▸ WHAT THIS TASK INVOLVES
Starting at the line containing "search: trash bin" and ending at the line containing "search: dormer window", print every line of the material below exactly, both ends included, and stop there.

******************************

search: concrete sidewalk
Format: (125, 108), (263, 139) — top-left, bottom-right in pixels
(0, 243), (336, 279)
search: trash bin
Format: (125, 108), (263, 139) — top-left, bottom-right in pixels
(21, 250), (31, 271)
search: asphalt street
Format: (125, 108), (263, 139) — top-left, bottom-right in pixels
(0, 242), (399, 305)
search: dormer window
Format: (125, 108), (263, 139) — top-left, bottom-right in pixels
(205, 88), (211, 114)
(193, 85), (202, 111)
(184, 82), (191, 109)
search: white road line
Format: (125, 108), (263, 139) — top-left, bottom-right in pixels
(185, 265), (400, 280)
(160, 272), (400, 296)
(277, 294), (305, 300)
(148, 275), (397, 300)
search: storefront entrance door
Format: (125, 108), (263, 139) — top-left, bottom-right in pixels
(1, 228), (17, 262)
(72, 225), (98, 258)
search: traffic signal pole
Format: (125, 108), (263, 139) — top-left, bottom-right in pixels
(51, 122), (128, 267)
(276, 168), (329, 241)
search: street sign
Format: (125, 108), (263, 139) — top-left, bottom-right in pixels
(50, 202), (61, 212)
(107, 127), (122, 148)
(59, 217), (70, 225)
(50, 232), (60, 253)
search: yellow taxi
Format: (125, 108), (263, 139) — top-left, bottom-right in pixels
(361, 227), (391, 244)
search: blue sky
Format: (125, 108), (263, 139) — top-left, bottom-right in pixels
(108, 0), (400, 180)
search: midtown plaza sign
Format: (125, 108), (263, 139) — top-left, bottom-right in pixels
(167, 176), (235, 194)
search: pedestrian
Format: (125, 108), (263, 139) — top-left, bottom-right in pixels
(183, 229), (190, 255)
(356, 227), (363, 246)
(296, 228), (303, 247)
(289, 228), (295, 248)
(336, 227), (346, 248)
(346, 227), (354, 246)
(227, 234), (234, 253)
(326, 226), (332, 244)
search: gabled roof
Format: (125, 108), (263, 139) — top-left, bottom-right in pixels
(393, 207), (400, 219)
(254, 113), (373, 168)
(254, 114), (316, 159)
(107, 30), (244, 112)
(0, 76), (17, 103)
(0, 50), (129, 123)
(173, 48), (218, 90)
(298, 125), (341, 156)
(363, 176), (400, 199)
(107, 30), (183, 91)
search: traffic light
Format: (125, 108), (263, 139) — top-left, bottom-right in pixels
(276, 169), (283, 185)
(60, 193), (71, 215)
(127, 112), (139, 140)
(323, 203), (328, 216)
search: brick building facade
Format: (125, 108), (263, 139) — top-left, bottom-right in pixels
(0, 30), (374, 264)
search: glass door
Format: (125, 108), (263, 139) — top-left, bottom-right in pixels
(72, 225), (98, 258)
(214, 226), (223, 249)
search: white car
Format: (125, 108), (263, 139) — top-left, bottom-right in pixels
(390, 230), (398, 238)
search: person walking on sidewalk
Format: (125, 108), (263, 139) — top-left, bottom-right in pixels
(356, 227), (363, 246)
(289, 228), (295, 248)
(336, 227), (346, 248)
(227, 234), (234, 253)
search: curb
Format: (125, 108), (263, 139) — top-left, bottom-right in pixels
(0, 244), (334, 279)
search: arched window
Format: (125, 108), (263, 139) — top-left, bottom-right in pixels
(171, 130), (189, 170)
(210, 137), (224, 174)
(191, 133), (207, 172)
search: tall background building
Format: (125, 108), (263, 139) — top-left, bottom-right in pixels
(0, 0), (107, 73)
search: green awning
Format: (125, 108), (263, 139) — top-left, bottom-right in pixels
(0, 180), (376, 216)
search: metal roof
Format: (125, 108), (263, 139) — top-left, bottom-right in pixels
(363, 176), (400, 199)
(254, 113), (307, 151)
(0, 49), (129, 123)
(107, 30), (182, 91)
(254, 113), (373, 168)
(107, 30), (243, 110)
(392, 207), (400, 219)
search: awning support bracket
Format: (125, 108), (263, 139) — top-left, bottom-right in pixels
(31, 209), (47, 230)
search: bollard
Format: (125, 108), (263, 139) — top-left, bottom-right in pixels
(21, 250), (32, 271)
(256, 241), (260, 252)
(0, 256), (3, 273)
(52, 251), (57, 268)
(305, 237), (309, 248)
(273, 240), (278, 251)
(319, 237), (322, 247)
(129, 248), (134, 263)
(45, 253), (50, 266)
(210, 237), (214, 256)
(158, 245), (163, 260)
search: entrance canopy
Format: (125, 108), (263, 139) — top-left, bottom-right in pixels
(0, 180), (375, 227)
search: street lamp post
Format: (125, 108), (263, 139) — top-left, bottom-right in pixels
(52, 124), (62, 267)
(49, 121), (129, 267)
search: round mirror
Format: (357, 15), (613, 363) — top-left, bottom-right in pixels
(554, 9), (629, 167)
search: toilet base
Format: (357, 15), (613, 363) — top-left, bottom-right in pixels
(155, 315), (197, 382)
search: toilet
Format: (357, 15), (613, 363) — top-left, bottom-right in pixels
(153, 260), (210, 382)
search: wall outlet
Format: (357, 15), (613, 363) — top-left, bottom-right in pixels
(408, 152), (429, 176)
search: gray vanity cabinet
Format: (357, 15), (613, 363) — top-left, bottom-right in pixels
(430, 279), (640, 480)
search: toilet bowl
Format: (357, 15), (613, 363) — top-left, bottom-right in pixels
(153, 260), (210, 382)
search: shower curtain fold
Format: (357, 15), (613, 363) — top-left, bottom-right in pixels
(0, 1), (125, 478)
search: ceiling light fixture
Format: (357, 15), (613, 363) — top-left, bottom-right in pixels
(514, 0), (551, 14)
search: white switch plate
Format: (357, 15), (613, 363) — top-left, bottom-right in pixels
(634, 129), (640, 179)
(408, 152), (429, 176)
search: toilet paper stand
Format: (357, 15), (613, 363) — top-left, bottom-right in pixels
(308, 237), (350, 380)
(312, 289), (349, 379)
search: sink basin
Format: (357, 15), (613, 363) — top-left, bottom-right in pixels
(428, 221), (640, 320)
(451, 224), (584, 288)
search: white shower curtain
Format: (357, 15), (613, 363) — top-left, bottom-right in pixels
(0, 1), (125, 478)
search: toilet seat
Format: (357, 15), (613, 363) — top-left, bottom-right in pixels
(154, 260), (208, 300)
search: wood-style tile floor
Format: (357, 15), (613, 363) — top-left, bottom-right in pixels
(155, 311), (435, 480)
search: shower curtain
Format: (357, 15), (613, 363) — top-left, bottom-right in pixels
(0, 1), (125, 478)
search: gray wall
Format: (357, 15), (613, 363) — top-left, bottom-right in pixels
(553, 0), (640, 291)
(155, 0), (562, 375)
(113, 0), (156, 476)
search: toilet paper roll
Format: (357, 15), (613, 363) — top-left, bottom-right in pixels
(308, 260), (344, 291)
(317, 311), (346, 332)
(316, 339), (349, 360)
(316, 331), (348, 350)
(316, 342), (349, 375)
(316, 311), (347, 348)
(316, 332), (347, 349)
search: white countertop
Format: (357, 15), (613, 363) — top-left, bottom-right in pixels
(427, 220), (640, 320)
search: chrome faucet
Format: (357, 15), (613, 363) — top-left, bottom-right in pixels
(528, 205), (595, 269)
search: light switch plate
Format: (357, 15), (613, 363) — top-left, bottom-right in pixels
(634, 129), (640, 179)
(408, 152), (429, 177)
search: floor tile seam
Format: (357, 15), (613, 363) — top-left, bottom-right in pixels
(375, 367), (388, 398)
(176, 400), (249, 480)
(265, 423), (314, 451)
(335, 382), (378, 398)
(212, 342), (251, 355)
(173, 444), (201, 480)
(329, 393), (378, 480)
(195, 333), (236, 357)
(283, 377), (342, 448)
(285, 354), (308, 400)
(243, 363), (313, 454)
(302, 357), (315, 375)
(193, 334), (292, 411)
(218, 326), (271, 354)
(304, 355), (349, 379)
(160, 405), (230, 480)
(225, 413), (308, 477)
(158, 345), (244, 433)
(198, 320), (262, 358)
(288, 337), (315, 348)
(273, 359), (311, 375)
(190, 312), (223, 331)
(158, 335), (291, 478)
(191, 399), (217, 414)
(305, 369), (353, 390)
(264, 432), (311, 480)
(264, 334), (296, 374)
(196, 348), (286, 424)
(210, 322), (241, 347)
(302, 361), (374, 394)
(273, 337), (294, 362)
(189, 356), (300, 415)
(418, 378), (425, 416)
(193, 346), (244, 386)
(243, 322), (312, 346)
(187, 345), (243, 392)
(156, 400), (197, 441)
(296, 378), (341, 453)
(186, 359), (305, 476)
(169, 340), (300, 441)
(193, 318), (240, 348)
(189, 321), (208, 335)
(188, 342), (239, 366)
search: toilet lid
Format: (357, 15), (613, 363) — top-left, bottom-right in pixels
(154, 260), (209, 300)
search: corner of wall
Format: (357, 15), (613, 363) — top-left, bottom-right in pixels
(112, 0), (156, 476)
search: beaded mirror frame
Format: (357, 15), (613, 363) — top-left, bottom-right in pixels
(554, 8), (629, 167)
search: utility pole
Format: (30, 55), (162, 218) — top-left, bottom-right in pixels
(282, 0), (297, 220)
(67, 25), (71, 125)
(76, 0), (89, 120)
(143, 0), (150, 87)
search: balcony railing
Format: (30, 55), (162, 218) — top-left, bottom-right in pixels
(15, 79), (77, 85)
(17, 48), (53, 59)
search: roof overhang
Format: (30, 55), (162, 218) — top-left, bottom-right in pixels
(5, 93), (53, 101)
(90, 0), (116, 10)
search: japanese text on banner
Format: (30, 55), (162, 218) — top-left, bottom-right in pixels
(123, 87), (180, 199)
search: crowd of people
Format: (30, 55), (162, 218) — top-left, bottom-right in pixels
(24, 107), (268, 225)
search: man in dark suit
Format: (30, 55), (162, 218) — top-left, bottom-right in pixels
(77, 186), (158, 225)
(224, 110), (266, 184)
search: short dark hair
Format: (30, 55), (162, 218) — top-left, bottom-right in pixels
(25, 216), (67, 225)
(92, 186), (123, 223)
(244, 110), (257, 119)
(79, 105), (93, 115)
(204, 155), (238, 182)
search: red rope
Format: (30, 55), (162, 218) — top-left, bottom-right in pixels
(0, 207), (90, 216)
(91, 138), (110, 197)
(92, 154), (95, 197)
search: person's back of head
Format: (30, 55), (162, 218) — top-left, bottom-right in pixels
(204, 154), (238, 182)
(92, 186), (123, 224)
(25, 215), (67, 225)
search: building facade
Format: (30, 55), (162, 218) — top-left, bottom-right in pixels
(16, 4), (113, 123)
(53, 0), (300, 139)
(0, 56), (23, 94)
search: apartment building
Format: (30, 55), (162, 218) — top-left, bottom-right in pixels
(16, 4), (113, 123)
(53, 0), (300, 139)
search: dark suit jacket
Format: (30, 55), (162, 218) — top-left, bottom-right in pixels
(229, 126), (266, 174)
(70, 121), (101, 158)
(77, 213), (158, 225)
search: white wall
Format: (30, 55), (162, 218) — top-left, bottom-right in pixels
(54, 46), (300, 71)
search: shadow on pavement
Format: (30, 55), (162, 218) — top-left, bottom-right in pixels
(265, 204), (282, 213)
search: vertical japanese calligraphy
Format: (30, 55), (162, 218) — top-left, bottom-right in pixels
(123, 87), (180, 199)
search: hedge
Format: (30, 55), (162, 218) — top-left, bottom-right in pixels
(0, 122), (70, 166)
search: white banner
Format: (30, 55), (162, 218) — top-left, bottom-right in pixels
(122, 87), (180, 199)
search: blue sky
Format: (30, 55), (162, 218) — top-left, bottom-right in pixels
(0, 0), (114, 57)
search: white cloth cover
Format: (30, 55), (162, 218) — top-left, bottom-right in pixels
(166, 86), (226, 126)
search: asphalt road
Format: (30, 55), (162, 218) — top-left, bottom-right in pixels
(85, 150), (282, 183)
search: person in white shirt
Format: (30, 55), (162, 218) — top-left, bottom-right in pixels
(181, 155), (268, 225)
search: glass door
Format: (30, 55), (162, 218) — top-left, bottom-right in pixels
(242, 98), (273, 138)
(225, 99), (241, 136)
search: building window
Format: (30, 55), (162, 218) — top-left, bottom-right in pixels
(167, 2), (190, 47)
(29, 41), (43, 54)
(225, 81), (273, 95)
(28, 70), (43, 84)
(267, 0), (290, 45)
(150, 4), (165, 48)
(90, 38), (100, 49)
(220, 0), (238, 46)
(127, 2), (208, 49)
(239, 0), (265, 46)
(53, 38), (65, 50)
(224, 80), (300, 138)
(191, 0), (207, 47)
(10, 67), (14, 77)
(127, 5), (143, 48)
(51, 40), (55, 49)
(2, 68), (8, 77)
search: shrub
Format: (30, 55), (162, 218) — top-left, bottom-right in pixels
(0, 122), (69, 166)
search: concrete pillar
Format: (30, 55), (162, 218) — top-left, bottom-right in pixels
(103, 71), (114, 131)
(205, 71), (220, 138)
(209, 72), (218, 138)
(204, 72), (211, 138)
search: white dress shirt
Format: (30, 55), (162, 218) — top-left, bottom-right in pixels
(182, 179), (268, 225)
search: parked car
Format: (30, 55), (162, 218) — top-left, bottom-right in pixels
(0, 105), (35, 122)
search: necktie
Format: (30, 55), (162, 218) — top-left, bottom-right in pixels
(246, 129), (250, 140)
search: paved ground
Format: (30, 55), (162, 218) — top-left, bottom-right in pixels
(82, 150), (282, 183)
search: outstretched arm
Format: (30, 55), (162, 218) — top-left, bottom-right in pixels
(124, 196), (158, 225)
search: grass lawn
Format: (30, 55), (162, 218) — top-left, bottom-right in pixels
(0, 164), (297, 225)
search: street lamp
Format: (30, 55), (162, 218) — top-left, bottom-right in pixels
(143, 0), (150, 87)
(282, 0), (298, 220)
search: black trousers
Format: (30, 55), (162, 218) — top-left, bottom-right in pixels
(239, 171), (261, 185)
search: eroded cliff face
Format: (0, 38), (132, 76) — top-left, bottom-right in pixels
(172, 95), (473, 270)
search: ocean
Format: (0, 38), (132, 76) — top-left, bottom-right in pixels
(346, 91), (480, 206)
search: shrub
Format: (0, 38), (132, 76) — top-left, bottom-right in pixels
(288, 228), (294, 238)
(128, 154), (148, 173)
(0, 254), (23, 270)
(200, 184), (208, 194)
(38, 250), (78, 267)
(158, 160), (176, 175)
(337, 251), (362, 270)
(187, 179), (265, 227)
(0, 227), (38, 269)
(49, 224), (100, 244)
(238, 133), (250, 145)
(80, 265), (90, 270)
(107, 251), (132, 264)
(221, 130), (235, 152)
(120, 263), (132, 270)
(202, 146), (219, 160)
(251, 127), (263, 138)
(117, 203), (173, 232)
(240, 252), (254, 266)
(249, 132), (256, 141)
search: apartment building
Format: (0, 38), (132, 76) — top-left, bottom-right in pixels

******************************

▸ TASK ANSWER
search: trash bin
Format: (125, 108), (263, 139) — top-left, bottom-right in pixels
(21, 250), (31, 271)
search: asphalt street
Format: (125, 108), (263, 139) — top-left, bottom-right in pixels
(0, 242), (399, 305)
search: dormer window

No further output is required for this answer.